# Input data:

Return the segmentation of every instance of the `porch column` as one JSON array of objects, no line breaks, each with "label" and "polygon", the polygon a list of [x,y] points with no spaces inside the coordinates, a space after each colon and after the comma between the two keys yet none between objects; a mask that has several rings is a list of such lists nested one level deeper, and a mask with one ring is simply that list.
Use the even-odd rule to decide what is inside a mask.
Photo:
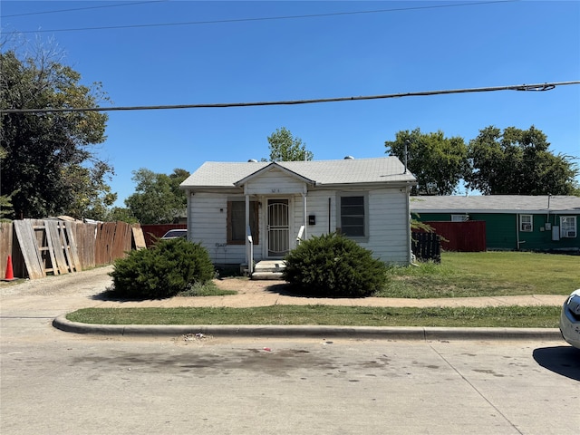
[{"label": "porch column", "polygon": [[306,228],[308,228],[308,213],[306,212],[306,193],[302,194],[302,208],[304,210],[303,222],[304,226],[304,240],[306,240],[308,237],[308,231],[306,230]]},{"label": "porch column", "polygon": [[[246,264],[247,265],[247,270],[249,270],[250,275],[253,272],[253,262],[254,262],[254,258],[250,258],[250,256],[253,256],[253,249],[250,246],[250,242],[247,239],[247,228],[249,228],[250,227],[250,196],[246,193],[246,226],[244,228],[244,244],[246,245]],[[253,235],[252,235],[253,236]]]}]

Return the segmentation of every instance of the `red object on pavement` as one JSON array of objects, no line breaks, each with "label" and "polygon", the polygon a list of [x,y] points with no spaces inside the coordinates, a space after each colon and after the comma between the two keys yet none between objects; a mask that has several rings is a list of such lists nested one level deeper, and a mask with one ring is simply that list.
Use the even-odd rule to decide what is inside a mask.
[{"label": "red object on pavement", "polygon": [[12,281],[14,279],[14,272],[12,268],[12,256],[8,256],[8,261],[6,262],[6,275],[4,278],[5,281]]}]

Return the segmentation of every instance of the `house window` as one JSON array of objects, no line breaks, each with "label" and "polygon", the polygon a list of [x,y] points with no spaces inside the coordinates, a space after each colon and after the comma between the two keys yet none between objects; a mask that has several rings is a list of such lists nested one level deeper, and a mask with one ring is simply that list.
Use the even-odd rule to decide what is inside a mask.
[{"label": "house window", "polygon": [[365,200],[363,195],[340,197],[341,233],[347,237],[365,237]]},{"label": "house window", "polygon": [[532,215],[519,215],[519,230],[531,232],[534,228]]},{"label": "house window", "polygon": [[[254,245],[259,245],[258,203],[250,201],[250,228]],[[227,201],[227,245],[246,243],[246,201]]]},{"label": "house window", "polygon": [[560,217],[560,237],[575,237],[576,232],[576,217],[575,216],[561,216]]},{"label": "house window", "polygon": [[467,222],[469,220],[469,215],[451,215],[451,222]]}]

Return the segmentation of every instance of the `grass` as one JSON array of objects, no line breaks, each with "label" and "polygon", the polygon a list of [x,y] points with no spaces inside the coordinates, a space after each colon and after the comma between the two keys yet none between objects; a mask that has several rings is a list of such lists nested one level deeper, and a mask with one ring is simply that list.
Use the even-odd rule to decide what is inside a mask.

# Work to do:
Please pull out every line of the data above that contains the string "segmentation". Case counts.

# The answer:
Return the segmentation of every instance of the `porch column` as one JSON array of objects, no line breaks, each with "label" and "polygon", the polygon a list of [x,y] points with no spaces inside the coordinates, a space after each colon and after the comma between the two keys yet none between objects; a mask that has several rings is a list of such lists nested one level deeper, and a mask with one ring is simply that list.
Return the segmentation of every instance of the `red object on pavement` as one JSON array of objects, no line breaks, each with "label" and "polygon", the polygon a list of [x,y] points with no spaces inside the coordinates, a space after each colon and after the comma between the two keys yet none between objects; a mask that has several rings is a list of such lists nested one level deeper, and a mask with one ring is simply that list.
Return the segmentation of every instance of the `house window` as one JSON array of objects, no line breaks, each with "label" and "polygon", the polygon a list of [x,y] points with no spaces inside the coordinates, a space after each colon and after the comma between the two keys yet none between objects; a mask that has several rings is a list of such lists nested one level deeper, and a mask with one ring is simply that list.
Return the segmentation of every instance of the `grass` as one JSON array of objects, no line breaks, each with "label" and "polygon", the polygon a list of [x,y] points with no spaces inside the coordinates, a space after each colon and after the comma between the two keys yet none between objects; a mask that has several rings is a list of such lists nested one level deeper, and a mask with one ring is simply that list.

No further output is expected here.